Task directions –
Below are some entries; state how many of their lines contain the word "pole", with nothing else in the reply.

Provided records –
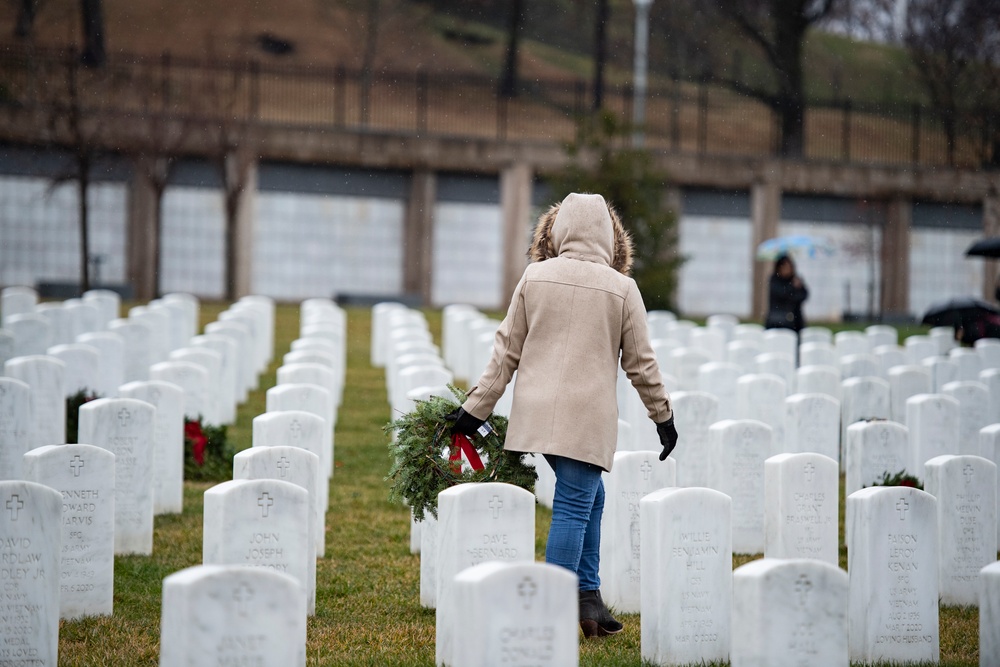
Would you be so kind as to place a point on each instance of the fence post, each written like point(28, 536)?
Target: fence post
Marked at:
point(254, 89)
point(702, 116)
point(421, 101)
point(675, 110)
point(501, 112)
point(339, 95)
point(845, 133)
point(165, 80)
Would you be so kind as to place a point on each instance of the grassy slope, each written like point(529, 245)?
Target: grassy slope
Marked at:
point(368, 610)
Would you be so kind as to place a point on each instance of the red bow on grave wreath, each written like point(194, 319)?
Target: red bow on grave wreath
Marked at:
point(193, 432)
point(459, 444)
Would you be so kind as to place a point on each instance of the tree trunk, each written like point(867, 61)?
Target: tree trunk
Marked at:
point(600, 53)
point(508, 83)
point(26, 10)
point(93, 33)
point(82, 183)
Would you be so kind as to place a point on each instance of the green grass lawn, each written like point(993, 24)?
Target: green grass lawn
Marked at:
point(367, 600)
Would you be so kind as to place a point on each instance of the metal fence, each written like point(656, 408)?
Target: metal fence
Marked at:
point(681, 115)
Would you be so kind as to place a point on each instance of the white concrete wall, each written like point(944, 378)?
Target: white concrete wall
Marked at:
point(307, 245)
point(40, 231)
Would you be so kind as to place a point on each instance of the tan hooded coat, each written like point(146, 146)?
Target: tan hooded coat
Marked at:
point(574, 311)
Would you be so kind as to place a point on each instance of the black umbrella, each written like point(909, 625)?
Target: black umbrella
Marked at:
point(988, 247)
point(975, 317)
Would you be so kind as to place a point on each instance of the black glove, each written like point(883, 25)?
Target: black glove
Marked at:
point(668, 437)
point(465, 423)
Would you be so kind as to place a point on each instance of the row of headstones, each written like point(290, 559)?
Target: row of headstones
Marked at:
point(693, 606)
point(278, 527)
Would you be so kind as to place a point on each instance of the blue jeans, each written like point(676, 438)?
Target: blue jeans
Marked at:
point(575, 534)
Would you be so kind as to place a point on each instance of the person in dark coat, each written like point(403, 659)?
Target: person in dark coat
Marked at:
point(785, 296)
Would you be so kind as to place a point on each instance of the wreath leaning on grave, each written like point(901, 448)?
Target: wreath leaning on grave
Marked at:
point(427, 460)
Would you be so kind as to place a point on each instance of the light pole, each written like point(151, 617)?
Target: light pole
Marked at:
point(639, 73)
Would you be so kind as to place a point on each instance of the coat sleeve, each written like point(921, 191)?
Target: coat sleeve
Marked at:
point(639, 360)
point(506, 355)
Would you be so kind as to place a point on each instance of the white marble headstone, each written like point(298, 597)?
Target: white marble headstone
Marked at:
point(17, 300)
point(633, 475)
point(45, 376)
point(32, 334)
point(83, 367)
point(15, 425)
point(874, 449)
point(311, 398)
point(989, 613)
point(295, 428)
point(138, 340)
point(262, 523)
point(737, 449)
point(85, 477)
point(125, 427)
point(812, 424)
point(30, 547)
point(933, 421)
point(818, 380)
point(892, 557)
point(719, 379)
point(523, 613)
point(694, 413)
point(477, 523)
point(788, 613)
point(111, 352)
point(687, 583)
point(801, 507)
point(966, 492)
point(818, 354)
point(904, 382)
point(232, 615)
point(973, 412)
point(193, 380)
point(762, 397)
point(861, 399)
point(168, 441)
point(107, 302)
point(814, 334)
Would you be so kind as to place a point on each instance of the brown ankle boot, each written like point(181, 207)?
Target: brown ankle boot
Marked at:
point(595, 619)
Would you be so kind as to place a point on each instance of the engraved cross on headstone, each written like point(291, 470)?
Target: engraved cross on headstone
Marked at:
point(496, 505)
point(75, 464)
point(242, 596)
point(283, 465)
point(526, 590)
point(14, 504)
point(264, 502)
point(968, 471)
point(803, 587)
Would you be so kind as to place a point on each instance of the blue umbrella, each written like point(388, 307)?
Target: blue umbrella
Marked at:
point(771, 249)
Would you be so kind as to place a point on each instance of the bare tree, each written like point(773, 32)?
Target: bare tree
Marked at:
point(778, 28)
point(508, 80)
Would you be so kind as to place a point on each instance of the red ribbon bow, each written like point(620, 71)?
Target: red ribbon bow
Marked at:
point(459, 444)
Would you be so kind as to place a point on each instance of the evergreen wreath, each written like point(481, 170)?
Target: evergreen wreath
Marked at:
point(421, 467)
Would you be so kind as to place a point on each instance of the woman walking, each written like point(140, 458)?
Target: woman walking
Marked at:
point(574, 316)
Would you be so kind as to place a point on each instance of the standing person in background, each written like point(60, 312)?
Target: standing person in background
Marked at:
point(573, 315)
point(786, 294)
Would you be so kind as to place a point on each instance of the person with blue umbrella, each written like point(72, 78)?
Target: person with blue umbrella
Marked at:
point(786, 294)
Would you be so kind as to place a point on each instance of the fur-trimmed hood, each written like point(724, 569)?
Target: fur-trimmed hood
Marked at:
point(583, 227)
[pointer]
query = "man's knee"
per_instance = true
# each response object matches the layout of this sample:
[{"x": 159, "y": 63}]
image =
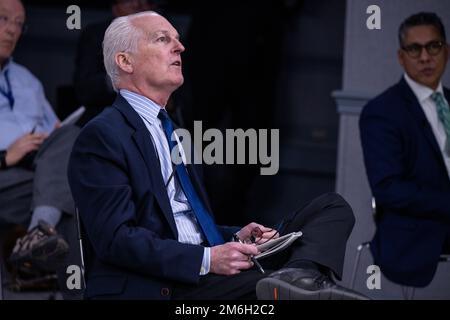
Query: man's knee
[{"x": 335, "y": 200}]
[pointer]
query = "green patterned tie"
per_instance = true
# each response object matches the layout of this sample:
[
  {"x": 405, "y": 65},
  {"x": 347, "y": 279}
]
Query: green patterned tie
[{"x": 443, "y": 111}]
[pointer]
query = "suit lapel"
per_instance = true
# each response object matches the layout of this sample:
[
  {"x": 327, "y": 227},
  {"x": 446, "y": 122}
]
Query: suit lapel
[
  {"x": 418, "y": 113},
  {"x": 141, "y": 138}
]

Task response –
2